> EXERCISE DATA

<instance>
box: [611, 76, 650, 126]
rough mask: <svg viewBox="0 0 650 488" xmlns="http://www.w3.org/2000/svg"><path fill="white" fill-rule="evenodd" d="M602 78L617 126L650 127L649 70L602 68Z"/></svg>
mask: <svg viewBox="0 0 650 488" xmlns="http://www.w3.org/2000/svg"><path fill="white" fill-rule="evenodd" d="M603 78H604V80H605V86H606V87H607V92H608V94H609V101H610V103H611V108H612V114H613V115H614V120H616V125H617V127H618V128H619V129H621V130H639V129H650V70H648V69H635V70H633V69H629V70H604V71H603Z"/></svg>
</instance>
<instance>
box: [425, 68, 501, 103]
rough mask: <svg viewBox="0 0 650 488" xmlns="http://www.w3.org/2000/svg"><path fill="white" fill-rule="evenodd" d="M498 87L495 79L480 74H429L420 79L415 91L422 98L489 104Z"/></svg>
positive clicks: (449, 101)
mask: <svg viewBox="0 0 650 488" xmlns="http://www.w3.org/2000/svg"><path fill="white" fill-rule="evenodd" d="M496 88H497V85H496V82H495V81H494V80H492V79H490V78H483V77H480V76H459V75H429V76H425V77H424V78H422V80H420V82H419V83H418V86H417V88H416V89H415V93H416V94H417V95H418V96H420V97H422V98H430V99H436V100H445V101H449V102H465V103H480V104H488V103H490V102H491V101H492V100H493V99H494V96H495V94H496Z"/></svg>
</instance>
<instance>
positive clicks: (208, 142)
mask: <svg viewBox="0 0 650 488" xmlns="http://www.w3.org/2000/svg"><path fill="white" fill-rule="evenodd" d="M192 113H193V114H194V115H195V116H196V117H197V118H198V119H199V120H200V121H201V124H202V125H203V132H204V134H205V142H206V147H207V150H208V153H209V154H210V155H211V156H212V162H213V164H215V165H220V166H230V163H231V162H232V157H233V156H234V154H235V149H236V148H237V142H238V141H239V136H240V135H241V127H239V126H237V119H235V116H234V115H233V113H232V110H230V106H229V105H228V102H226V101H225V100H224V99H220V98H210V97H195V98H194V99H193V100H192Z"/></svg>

> TRY IT
Repeat the material above in full. Change no word.

> RESULT
<instance>
box: [611, 76, 650, 126]
rough mask: <svg viewBox="0 0 650 488" xmlns="http://www.w3.org/2000/svg"><path fill="white" fill-rule="evenodd" d="M602 78L617 126L650 127L649 70L602 68Z"/></svg>
mask: <svg viewBox="0 0 650 488" xmlns="http://www.w3.org/2000/svg"><path fill="white" fill-rule="evenodd" d="M603 78H604V80H605V86H606V87H607V92H608V94H609V101H610V103H611V108H612V114H613V115H614V120H616V125H617V127H618V128H619V129H621V130H639V129H650V70H648V69H635V70H633V69H629V70H604V71H603Z"/></svg>
</instance>
<instance>
box: [425, 68, 501, 103]
rough mask: <svg viewBox="0 0 650 488" xmlns="http://www.w3.org/2000/svg"><path fill="white" fill-rule="evenodd" d="M498 87L495 79L480 74H429L420 79L415 91L422 98L489 104Z"/></svg>
positive clicks: (449, 101)
mask: <svg viewBox="0 0 650 488" xmlns="http://www.w3.org/2000/svg"><path fill="white" fill-rule="evenodd" d="M496 88H497V85H496V82H495V81H494V80H492V79H490V78H483V77H480V76H459V75H429V76H425V77H424V78H422V80H420V82H419V83H418V86H417V88H416V89H415V93H416V94H417V95H418V96H420V97H422V98H430V99H436V100H445V101H449V102H465V103H480V104H488V103H490V102H491V101H492V100H493V99H494V96H495V94H496Z"/></svg>
</instance>
<instance>
positive clicks: (208, 142)
mask: <svg viewBox="0 0 650 488" xmlns="http://www.w3.org/2000/svg"><path fill="white" fill-rule="evenodd" d="M192 113H193V114H194V115H195V116H196V117H197V118H198V119H199V120H200V121H201V124H202V125H203V132H204V134H205V142H206V147H207V150H208V153H209V154H210V155H211V156H212V162H213V164H215V165H220V166H230V163H231V162H232V157H233V156H234V154H235V149H236V148H237V142H238V141H239V136H240V135H241V127H239V126H237V119H235V116H234V115H233V113H232V110H230V106H229V105H228V102H226V101H225V100H224V99H220V98H210V97H195V98H194V99H193V100H192Z"/></svg>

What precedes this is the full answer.